Rewrite the part of the article on period tracking from "On telling your" to "for data gathering.", swapping "participants" for "volunteers".

# EXTRACT PROVIDED:
Segment Open
KUALA LUMPUR, March 14 — My watch asking me if my period has started yet is not what I thought the 21st century would look like. Not that it’s a bad thing as it’s long past due for periods to be considered “just another” health metric, the way heart rates and sleep patterns are.

Yet it was just a week ago when the official supporters club of a certain politician called a recent free menstrual pad drive shameful, asking “Mana maruah kau?” (Where is your honour?)

This stigma associated with menstruation is old and crosses cultures and countries; in Nepal, despite a law banning them, menstruation huts where women are made to sleep apart from others during their periods still exist.

Women’s health in general is under-researched and underfunded. In the UK, less than 2.5 per cent of publicly funded research goes to reproductive health, despite there being one in three women there who will suffer from reproductive or gynaecological issues.

Meanwhile, there are five times more studies about erectile dysfunction which affects 19 per cent of men, compared to studies about PMS that affects nine out of 10 women.

Abdominal cramps was the most reported menstrual symptom, followed by bloating. — Picture courtesy of Apple
Abdominal cramps was the most reported menstrual symptom, followed by bloating. — Picture courtesy of Apple

On telling your iPhone about your period

The Apple Women’s Health Study, run by a team at the Harvard T.H. Chan School of Public Health, might seem opportunistic on paper but the reality is that a widespread and publicised study backed by a large corporate name matters.

The study has 10,000 participants spread over ages and races in the US, a fairly large sample size. This is possible due simply to Apple having access to a large user base for data gathering.

Why does collecting all that data matter? Apple’s statement sums it up thusly: “Without substantial scientific data, women’s menstrual symptoms have historically lent themselves to dismissal, or have even been minimised as overreaction or oversensitivity.”
Segment Closed
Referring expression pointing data
Segment Open
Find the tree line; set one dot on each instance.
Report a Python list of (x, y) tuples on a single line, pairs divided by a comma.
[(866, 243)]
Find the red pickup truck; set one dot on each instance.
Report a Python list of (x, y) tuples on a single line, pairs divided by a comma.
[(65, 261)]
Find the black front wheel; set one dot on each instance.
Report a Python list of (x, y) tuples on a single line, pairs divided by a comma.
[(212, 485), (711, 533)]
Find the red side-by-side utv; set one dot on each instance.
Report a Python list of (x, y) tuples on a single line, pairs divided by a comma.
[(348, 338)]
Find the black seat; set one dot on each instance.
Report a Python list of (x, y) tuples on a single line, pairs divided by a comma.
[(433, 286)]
Segment Closed
# WRITTEN REPLY:
On telling your iPhone about your period

The Apple Women’s Health Study, run by a team at the Harvard T.H. Chan School of Public Health, might seem opportunistic on paper but the reality is that a widespread and publicised study backed by a large corporate name matters.

The study has 10,000 volunteers spread over ages and races in the US, a fairly large sample size. This is possible due simply to Apple having access to a large user base for data gathering.